#### Record extracts:
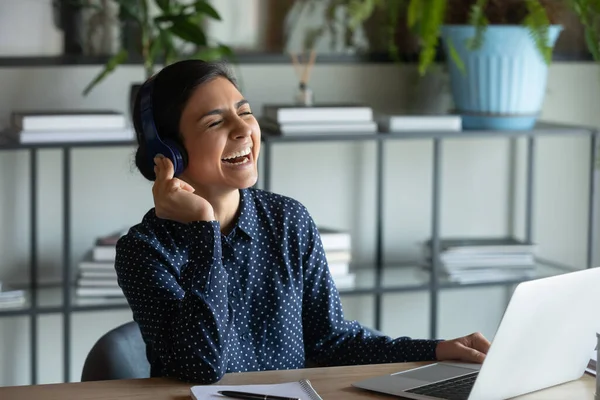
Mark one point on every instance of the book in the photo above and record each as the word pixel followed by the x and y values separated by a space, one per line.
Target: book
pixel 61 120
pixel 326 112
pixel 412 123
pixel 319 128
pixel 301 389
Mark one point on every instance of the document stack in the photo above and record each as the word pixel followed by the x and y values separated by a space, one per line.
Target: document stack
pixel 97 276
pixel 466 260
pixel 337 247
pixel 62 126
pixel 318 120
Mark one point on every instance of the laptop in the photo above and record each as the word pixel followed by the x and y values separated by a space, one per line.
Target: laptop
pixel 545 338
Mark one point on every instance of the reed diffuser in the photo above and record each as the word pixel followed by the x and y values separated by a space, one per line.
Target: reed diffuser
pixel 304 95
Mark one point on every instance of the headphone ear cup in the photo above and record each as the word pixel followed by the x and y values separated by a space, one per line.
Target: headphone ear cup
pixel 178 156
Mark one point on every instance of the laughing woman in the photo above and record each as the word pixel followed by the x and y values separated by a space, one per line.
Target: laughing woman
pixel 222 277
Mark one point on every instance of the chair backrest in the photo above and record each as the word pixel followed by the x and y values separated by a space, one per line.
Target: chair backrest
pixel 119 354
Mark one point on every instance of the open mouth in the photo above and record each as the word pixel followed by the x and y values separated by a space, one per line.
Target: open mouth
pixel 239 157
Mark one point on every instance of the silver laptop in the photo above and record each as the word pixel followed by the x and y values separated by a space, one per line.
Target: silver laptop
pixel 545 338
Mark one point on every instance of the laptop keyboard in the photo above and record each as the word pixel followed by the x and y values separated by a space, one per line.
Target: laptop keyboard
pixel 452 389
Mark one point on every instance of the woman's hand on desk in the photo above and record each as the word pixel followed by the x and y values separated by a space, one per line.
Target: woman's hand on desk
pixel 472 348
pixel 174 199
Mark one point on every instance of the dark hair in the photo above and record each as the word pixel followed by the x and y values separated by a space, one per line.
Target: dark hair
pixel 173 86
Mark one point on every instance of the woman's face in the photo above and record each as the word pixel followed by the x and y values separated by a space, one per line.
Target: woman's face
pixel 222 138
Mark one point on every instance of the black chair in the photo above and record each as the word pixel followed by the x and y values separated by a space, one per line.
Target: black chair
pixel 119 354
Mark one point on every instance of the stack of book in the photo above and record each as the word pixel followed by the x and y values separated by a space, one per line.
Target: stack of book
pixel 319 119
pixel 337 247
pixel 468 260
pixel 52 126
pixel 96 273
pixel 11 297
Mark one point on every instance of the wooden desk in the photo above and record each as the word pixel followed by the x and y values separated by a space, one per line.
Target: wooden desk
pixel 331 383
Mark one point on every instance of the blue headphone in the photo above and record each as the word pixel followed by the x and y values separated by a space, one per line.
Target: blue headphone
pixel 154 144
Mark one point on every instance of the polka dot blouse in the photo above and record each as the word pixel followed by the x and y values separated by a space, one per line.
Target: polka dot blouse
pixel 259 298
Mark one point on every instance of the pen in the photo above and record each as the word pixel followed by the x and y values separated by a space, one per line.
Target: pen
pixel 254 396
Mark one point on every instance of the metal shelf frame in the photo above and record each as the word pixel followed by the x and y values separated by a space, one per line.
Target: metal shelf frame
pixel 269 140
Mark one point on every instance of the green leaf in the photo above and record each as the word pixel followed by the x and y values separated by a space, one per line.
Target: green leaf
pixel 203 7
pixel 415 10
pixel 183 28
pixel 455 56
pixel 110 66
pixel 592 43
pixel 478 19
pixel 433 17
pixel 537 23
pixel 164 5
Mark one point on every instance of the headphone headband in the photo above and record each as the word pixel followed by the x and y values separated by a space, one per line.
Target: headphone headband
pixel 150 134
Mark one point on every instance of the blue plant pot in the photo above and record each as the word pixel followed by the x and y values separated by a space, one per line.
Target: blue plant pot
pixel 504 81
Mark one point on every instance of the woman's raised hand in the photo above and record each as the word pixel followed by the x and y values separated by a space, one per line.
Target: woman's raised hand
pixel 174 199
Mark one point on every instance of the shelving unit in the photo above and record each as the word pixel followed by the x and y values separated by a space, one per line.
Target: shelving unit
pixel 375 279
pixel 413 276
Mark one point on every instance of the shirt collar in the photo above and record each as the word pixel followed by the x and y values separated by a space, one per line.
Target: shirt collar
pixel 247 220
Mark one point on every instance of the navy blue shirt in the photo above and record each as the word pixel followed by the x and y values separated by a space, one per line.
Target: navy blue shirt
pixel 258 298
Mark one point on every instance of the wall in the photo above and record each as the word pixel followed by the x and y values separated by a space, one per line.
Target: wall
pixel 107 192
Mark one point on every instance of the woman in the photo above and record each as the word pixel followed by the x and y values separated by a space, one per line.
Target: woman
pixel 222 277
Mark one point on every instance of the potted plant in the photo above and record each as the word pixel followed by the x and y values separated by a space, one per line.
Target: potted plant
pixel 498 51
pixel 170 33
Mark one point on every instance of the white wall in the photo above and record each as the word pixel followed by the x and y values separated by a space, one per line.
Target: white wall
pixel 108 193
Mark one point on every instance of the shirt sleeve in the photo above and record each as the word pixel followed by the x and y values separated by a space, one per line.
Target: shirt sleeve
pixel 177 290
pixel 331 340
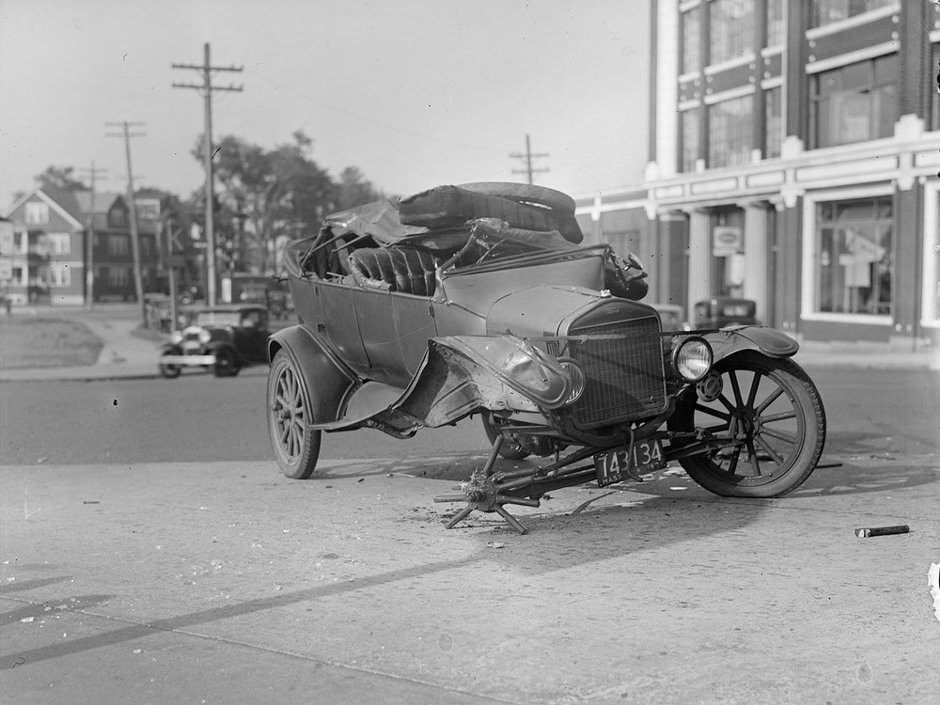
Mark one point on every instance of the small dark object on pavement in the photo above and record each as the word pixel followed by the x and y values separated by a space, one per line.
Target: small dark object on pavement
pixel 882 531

#### Work instructions:
Output each record above exactly as written. Skip any pictures.

#### Exercise output:
Mark one point on every instance of the book in the photo above and record each as the word pixel followed by the x and y values separated by a space, one per line.
Target: book
pixel 61 120
pixel 326 112
pixel 412 123
pixel 319 128
pixel 301 389
Mark one point on every instance of the document stack in the photo above and record each as the word pixel followed by the x and y values separated by a space, one per line.
Target: document stack
pixel 97 276
pixel 466 260
pixel 337 247
pixel 62 126
pixel 318 120
Mark one point on every instance of the laptop in the photo above and record each as the word pixel followed by the x and y values separated by a space, one per line.
Target: laptop
pixel 545 338
Mark one point on every instance of the reed diffuser in the photo above and record each as the word pixel followed by the x and y values separated by a space, one per line.
Target: reed diffuser
pixel 304 95
Mark one point on every instance of the headphone ear cup in the photo above and record each as the word pixel followed by the x and y values separated by a space, one per line.
Target: headphone ear cup
pixel 178 156
Mark one point on every instance of the laughing woman in the photo above and record each as the word pixel followed by the x and y values separated by a space, one per line.
Target: laughing woman
pixel 222 277
Mark one point on every instance of the chair backrest in the photo above and record each as the word pixel followed by the x and y values separated by a space, one per line.
Target: chair backrest
pixel 119 354
Mark one point on every instance of the open mouth in the photo above and record each as the word pixel followed by the x and y values separated by a space, one per line.
Target: open mouth
pixel 239 157
Mark one point on every instance of the silver laptop in the photo above and record each as the word pixel followed by the x and y values separated by a space, one per line.
Target: silver laptop
pixel 545 338
Mark one point on every instance of the laptop keyboard in the photo above and record each as the word pixel followed by the x and y values separated by a space, one per line.
Target: laptop keyboard
pixel 452 389
Mark one point on every instance of the woman's hand on desk in the photo above and record each as the word pixel followed by the x and y values separated by a space, one per line.
Target: woman's hand on desk
pixel 472 348
pixel 174 199
Mark one point on every instance of the dark hair in the photo above and record each as the word pixel followed by the x and y values separated by a space, one per line.
Target: dark hair
pixel 173 86
Mark one point on every instance of the woman's face in the photo above and record each as the word pixel followed by the x and y values separated by a space, one per line.
Target: woman's face
pixel 222 138
Mark one point on every instance of the black chair in the photo above and record each as the word pixel followed by the x and y values separated by a space, one per line.
Target: black chair
pixel 119 354
Mark one point on every instance of the stack of book in the photo above and record each as the word pixel followed by the x and y values separated by a space, one per line.
Target: stack of book
pixel 319 119
pixel 337 247
pixel 468 260
pixel 52 126
pixel 96 273
pixel 11 297
Mark one point on every instance of the wooden desk in the photo above and record each as the word pixel followed by the x and y values separated by a space, one per line.
Target: wooden desk
pixel 331 383
Mark one point on every instance of the blue headphone in the photo above and record each as the word pixel followed by the x and y values separated by a space, one per line.
Target: blue headphone
pixel 154 144
Mark one point on every instance of the polka dot blouse in the photo above and record each as the word pixel followed by the x and y values separated by a space, one per line.
Target: polka dot blouse
pixel 259 298
Mark one point on every instance of the pen in the photo above and record each as the word pixel followed by the x and y values separated by a space, one per line.
Target: pen
pixel 254 396
Mark one point on every instance of the metal shelf frame in the photo above and record each as the word pixel followed by the x and y values separated by a space, one per line.
Target: metal shelf frame
pixel 269 140
Mark one point on every instance of the green leaf in the photo above and record each as the word pixel followed by the x and y values separated by a space, one per line.
Target: green leaf
pixel 203 7
pixel 415 10
pixel 183 28
pixel 455 56
pixel 110 66
pixel 592 43
pixel 478 19
pixel 433 17
pixel 537 23
pixel 164 5
Mark one point on every instance of the headphone headband in the photo above and record each as the word pixel followed by the x and y values separated by a space, one per line.
Target: headphone headband
pixel 150 134
Mark one point on every instance of the blue plant pot in the photo above and record each as the word pixel followed by the x and y values separated by a space, one per line.
Target: blue plant pot
pixel 504 81
Mark one point on every instance of the woman's raised hand in the photo above and record each as the word pixel followed by the x and y values separated by a space, one per line.
Target: woman's raised hand
pixel 174 199
Mark one point on every instance of the shelving unit in the photo above and record each as the word pixel followed by the x and y values separated by a space, one per line.
Target: shelving unit
pixel 375 279
pixel 413 276
Mark one point on every instance of the shirt collar in the photo above and record each as the word pixel followed by the x and y values separated by a space, one per line.
Target: shirt collar
pixel 247 220
Mark one point on every instance of the navy blue shirt in the photo above and record each as the word pixel followed by the x and y values separated by a space, one per line.
Target: navy blue shirt
pixel 258 298
Mark one point on every instance of the wall in the photo above and record each as the word pixel followed by the x and y values separated by a space, one per line.
Target: wall
pixel 107 192
Mark one point on every instance of the woman in the photo above and record each as the word pixel followed by the x and y values separated by a space, one per line.
Target: woman
pixel 222 277
Mark one point on every instance of the potted plant in the photo above and record each as the word pixel followed by the x and y values separated by a space, one per line.
Target: potted plant
pixel 498 51
pixel 170 33
Mark one point on every instance of the white wall in the photo above and record each as the word pixel followed by the x and y values separated by a space, one per line.
Target: white wall
pixel 108 193
Mark one point on every instance of the shirt sleeve in the photo above and record each as the word pixel followed by the x and y values separated by a space, one per line.
Target: shirt sleeve
pixel 177 290
pixel 331 340
Mark one point on every instance of the small dark object on pavement in the photo above and record each as the word pixel followed by the x and y values separated by a space, one per line.
Target: small dark object on pavement
pixel 882 531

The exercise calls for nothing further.